[Start TASK MATERIAL]

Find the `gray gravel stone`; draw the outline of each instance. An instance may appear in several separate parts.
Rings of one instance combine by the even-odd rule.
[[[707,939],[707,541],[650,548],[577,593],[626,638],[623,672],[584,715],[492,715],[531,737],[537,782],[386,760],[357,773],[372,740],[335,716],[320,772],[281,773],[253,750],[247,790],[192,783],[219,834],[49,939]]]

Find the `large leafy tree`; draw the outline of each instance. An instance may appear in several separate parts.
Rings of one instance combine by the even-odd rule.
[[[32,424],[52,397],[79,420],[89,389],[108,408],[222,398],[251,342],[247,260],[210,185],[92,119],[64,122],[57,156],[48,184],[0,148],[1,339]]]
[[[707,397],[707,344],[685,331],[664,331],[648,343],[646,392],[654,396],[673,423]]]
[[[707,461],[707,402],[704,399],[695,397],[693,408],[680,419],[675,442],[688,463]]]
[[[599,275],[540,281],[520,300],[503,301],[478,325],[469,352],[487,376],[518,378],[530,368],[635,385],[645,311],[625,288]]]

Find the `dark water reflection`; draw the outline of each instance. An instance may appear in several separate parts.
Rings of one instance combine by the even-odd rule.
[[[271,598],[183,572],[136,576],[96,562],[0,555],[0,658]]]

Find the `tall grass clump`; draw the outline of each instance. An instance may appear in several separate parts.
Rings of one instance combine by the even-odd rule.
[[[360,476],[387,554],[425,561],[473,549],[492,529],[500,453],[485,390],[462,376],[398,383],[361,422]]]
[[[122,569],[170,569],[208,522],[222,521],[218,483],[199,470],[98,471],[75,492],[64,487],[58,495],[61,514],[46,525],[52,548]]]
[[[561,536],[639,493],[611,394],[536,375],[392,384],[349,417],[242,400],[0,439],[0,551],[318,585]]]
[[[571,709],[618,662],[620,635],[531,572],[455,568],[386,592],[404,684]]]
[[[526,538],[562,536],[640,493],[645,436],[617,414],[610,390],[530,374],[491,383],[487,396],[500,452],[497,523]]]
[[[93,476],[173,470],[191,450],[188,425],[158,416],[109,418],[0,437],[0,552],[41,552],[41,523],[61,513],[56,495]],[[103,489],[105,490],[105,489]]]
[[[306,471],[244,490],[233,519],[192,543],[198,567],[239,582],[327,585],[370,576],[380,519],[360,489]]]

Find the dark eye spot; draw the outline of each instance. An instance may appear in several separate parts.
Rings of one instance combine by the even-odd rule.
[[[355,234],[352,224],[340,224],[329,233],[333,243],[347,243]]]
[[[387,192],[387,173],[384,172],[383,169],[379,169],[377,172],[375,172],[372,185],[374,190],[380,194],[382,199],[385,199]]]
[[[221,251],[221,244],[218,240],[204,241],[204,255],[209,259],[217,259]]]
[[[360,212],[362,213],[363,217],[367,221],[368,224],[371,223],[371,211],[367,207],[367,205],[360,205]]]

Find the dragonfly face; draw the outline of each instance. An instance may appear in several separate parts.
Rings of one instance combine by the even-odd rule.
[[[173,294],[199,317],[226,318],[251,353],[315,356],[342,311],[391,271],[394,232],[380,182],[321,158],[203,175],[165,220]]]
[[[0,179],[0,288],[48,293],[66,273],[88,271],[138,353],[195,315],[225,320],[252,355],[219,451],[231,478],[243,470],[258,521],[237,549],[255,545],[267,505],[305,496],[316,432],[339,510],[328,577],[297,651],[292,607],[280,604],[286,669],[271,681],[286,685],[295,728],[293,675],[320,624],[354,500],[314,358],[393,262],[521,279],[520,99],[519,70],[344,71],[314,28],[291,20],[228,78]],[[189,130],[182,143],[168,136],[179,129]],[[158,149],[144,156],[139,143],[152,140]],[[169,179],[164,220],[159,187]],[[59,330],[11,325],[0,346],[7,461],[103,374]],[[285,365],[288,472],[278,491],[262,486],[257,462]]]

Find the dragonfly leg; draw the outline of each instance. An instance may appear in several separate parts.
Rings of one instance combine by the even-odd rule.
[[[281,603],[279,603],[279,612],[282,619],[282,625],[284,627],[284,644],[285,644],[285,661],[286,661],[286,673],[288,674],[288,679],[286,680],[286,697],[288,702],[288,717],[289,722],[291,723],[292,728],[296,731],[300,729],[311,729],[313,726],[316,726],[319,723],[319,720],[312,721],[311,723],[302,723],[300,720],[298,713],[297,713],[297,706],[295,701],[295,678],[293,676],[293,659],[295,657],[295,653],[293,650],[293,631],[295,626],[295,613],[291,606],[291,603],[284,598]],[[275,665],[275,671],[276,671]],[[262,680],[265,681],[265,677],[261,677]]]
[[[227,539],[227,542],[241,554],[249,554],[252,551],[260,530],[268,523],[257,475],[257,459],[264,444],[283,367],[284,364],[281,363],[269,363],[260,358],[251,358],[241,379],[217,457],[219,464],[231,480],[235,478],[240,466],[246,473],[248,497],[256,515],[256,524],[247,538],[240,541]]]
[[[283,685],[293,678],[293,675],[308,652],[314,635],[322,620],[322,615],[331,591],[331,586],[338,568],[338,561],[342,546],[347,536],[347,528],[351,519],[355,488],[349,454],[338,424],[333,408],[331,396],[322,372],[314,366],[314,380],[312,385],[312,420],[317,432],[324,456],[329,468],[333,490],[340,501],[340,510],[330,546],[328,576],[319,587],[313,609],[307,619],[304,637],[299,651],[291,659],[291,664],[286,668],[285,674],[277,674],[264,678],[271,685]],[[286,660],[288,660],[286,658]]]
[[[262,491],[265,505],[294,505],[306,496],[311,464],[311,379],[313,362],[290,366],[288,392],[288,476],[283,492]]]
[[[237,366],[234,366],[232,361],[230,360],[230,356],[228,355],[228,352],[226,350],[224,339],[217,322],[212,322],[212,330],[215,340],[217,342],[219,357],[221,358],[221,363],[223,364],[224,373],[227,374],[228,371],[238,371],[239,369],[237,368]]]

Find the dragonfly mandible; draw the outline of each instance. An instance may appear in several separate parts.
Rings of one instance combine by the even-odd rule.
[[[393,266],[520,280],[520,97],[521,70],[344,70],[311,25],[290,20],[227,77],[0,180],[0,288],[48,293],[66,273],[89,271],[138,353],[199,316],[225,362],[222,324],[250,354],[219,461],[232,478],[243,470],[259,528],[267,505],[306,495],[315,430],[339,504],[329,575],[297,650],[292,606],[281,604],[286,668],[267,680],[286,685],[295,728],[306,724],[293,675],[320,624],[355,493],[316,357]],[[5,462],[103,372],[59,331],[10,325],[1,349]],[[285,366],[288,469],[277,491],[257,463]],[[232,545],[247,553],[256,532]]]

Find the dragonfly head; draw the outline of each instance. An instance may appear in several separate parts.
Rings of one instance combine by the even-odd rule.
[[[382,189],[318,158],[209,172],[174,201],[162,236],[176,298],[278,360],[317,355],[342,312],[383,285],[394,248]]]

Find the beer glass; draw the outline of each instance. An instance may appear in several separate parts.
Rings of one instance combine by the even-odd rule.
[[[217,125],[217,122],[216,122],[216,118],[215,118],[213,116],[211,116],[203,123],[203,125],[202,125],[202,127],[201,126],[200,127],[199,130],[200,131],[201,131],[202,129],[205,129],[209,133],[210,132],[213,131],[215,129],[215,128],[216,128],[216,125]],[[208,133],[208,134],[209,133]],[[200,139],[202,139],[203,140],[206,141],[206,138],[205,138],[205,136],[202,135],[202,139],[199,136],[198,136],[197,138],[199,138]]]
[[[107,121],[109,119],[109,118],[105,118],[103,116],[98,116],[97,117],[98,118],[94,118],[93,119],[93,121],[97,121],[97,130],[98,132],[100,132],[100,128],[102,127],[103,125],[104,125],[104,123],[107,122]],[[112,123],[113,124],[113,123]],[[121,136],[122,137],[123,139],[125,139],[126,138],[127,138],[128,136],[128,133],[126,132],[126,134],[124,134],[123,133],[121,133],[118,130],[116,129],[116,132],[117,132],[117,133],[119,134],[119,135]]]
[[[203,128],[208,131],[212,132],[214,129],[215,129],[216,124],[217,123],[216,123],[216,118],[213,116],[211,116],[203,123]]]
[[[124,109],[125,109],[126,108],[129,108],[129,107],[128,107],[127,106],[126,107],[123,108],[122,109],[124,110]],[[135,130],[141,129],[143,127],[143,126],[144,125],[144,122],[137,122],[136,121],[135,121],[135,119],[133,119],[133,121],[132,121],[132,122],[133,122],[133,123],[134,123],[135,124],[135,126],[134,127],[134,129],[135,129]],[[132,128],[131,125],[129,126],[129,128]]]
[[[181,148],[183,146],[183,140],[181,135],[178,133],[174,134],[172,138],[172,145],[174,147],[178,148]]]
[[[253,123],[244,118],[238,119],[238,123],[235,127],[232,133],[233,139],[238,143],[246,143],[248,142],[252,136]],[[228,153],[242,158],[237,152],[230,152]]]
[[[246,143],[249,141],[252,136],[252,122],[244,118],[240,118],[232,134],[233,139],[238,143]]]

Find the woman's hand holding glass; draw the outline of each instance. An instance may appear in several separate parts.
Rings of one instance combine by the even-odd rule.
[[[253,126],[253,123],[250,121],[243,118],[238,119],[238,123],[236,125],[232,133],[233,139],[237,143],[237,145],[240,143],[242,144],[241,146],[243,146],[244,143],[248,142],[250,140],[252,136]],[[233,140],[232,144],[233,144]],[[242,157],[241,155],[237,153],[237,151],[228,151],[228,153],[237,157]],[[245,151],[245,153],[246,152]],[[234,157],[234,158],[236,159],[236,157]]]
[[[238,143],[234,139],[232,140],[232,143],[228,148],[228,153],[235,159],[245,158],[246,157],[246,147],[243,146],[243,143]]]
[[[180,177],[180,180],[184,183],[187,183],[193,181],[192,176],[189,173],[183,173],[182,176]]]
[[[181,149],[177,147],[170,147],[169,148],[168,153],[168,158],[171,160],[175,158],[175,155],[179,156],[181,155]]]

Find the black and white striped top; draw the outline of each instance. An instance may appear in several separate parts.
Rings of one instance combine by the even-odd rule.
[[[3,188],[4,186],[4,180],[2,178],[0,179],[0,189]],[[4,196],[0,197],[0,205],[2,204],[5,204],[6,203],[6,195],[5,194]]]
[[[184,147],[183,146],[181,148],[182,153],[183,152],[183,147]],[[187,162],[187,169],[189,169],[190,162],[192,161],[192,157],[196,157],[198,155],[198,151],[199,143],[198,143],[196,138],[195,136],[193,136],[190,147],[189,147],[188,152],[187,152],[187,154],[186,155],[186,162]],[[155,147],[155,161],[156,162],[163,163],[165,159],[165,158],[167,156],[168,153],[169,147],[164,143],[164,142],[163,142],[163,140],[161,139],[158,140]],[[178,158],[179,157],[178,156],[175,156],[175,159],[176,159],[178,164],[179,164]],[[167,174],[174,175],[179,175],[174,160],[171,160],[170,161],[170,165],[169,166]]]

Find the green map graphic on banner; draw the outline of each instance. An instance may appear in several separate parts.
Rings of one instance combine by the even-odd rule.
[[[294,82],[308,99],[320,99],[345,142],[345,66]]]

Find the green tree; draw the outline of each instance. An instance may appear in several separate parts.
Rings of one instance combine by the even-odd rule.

[End TASK MATERIAL]

**WHAT TO PRODUCE:**
Which lines in the listing above contain the string "dragonfly", matching case exactly? Pick out each of those lines and copy it in full.

**COMPLETE OUTPUT:**
Find the dragonfly face; draw the outline of each instance. An instance may appear in several separate parts.
Find the dragonfly leg; draw the outline of each instance. An instance may appear in several separate parts.
Find the dragonfly mandible; draw the outline of each instance. An instance may appear in several separate parts.
Find the dragonfly head; draw the outline of each instance. An instance may appear in several separate parts.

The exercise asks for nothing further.